Swap "precise" for "exact" in the rows from the first line through the line with "box: [955, 678, 1014, 707]", both included. Give only those lines again, with everything else left unchanged.
[Data extracts — start]
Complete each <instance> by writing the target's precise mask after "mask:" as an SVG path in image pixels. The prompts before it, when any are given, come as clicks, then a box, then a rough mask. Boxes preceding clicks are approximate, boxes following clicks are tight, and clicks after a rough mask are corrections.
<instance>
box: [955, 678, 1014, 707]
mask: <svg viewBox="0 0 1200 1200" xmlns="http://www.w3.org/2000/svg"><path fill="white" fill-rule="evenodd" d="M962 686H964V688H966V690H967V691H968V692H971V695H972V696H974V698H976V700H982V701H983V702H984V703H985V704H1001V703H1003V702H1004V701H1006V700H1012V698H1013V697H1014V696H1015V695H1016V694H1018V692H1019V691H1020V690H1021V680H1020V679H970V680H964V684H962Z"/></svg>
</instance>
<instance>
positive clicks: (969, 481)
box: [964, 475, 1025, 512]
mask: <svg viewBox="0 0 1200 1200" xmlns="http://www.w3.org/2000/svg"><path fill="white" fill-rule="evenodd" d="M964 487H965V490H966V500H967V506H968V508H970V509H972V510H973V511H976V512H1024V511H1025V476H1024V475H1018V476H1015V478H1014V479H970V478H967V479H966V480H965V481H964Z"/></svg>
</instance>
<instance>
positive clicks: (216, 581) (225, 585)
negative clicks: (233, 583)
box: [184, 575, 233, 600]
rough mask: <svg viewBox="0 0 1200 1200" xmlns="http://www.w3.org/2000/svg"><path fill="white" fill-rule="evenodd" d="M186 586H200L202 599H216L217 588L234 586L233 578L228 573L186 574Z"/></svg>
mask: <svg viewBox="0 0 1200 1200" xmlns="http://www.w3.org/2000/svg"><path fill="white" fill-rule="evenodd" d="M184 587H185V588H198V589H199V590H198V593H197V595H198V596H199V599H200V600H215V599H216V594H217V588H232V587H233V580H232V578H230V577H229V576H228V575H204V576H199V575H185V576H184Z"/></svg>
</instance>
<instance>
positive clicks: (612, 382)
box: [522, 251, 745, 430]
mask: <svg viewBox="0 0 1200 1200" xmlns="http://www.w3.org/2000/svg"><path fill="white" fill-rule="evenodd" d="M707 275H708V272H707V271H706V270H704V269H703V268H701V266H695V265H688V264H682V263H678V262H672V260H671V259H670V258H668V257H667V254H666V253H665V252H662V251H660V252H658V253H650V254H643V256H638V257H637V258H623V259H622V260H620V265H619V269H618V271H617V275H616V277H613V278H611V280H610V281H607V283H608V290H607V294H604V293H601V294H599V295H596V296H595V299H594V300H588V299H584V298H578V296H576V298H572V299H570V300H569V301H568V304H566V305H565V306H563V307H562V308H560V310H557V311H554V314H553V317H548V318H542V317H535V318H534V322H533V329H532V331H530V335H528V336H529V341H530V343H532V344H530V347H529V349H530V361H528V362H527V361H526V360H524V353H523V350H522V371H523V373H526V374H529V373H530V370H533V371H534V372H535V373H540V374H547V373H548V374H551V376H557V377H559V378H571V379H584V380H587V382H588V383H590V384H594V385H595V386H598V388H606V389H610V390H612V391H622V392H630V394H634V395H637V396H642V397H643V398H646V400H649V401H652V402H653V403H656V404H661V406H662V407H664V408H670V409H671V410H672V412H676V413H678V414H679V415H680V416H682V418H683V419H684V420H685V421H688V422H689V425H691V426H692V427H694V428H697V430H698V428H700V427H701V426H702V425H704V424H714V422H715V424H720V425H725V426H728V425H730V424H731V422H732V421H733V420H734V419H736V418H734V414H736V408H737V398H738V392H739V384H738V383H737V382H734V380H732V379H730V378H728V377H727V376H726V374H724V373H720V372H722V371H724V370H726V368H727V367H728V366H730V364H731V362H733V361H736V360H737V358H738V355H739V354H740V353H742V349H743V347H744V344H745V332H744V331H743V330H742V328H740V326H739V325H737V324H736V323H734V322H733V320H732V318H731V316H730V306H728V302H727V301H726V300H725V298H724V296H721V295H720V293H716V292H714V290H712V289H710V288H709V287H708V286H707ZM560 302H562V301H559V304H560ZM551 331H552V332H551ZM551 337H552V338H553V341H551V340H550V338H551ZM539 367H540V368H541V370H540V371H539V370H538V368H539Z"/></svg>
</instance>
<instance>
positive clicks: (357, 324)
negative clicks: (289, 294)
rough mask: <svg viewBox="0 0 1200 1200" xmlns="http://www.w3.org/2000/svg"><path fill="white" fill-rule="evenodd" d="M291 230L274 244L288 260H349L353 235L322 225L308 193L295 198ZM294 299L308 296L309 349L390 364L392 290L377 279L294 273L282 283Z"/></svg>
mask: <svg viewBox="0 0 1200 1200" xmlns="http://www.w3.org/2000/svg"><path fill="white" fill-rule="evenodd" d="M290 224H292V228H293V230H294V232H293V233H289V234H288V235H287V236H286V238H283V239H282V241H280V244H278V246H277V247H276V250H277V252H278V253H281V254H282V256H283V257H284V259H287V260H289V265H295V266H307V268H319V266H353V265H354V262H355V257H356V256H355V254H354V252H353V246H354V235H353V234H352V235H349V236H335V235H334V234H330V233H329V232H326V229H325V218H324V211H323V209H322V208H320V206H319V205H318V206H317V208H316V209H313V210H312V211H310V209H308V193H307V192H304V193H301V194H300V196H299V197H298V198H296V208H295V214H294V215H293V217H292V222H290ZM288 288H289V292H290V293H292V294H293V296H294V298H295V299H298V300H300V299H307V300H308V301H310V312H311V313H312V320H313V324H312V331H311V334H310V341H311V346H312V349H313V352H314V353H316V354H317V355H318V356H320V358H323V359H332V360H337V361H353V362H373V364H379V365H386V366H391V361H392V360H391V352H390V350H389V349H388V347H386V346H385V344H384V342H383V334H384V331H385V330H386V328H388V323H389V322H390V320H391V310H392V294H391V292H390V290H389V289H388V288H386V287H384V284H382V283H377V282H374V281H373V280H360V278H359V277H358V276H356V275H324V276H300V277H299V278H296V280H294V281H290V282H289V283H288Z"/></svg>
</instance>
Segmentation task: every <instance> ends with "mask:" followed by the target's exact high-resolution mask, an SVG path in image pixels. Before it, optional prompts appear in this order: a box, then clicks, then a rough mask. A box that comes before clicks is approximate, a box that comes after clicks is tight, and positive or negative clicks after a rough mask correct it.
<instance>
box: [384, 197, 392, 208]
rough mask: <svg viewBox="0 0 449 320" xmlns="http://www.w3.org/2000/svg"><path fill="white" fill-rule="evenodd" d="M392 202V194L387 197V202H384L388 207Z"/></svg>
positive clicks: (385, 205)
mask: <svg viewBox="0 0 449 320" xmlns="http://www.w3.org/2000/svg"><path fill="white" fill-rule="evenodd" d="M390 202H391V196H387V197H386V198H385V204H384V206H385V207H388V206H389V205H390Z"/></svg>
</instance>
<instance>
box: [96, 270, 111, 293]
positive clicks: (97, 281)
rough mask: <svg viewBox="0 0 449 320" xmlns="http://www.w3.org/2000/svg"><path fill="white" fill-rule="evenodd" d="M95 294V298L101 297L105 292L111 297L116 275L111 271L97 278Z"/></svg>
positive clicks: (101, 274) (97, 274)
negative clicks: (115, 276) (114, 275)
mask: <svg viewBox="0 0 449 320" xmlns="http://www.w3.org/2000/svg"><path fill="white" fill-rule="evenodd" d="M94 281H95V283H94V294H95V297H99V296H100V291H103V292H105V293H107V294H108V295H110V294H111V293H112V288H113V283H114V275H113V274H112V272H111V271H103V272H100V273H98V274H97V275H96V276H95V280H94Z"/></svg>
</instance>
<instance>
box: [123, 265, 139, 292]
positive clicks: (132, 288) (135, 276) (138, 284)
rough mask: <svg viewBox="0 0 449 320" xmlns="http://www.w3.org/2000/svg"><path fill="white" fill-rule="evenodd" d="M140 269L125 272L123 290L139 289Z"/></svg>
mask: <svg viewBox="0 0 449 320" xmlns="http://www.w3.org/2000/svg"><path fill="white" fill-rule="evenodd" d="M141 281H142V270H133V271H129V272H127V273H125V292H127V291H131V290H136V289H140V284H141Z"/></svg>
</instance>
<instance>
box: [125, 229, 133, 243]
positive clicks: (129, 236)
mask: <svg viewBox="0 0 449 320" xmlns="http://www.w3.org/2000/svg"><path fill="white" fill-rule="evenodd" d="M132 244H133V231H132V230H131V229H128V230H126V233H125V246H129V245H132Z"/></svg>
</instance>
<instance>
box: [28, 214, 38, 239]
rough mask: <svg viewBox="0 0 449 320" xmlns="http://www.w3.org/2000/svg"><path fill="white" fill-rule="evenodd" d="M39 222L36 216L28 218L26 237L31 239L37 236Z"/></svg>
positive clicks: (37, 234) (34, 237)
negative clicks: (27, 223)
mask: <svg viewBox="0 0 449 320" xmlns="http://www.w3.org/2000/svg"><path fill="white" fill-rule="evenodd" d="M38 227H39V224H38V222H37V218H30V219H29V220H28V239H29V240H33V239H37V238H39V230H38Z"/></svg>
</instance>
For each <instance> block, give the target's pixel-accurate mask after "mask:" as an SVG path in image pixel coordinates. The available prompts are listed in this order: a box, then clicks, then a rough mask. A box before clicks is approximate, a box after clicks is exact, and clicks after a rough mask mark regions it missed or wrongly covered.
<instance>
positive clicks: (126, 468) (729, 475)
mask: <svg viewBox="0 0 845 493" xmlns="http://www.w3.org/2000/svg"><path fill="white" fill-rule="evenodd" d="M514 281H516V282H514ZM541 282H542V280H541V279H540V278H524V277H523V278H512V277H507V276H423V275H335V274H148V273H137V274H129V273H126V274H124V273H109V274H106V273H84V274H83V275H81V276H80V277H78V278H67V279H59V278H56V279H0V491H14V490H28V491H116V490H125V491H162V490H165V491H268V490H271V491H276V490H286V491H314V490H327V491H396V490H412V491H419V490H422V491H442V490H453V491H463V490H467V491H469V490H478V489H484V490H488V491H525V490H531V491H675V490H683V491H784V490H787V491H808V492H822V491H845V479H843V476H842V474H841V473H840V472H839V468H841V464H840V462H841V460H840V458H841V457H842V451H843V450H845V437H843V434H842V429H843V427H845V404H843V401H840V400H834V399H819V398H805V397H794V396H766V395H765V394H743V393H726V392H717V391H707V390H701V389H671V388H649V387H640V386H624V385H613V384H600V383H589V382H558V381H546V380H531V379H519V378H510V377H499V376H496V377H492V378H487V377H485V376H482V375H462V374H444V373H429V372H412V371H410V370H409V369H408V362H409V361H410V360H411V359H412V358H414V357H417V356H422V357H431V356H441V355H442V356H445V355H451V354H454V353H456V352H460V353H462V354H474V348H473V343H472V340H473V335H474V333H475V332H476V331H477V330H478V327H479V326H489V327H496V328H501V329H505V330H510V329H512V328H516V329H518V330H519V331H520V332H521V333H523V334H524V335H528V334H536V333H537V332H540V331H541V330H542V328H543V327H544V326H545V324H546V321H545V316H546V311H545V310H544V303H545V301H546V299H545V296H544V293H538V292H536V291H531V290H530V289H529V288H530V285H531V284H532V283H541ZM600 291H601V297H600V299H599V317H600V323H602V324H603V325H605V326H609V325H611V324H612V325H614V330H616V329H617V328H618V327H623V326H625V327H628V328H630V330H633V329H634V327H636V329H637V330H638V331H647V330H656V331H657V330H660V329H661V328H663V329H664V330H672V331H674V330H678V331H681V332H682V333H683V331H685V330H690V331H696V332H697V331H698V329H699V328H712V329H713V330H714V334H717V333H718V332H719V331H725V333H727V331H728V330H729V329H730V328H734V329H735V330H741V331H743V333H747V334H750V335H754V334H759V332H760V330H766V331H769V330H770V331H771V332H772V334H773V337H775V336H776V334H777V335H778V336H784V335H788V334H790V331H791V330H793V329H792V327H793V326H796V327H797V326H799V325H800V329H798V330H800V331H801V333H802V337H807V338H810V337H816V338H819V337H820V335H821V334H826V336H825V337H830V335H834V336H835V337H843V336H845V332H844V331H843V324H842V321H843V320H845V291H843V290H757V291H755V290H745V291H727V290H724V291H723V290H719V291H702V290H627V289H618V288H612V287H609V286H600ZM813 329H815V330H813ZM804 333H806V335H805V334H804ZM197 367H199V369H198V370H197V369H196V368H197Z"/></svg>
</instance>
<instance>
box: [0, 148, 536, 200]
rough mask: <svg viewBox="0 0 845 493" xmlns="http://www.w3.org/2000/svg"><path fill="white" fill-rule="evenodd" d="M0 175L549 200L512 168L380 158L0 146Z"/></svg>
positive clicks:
[Data extracts — finish]
● **Exercise answer**:
Complete each <instance> by writing the target's exact mask after "mask:" as an SVG path in image pixels. The prompts before it, when any are given, come as clicks, then a box, then a rough mask. Boxes preceding clicks are approximate, boxes following clicks are tight, and clicks after a rough mask are corrections.
<instance>
box: [955, 678, 1014, 707]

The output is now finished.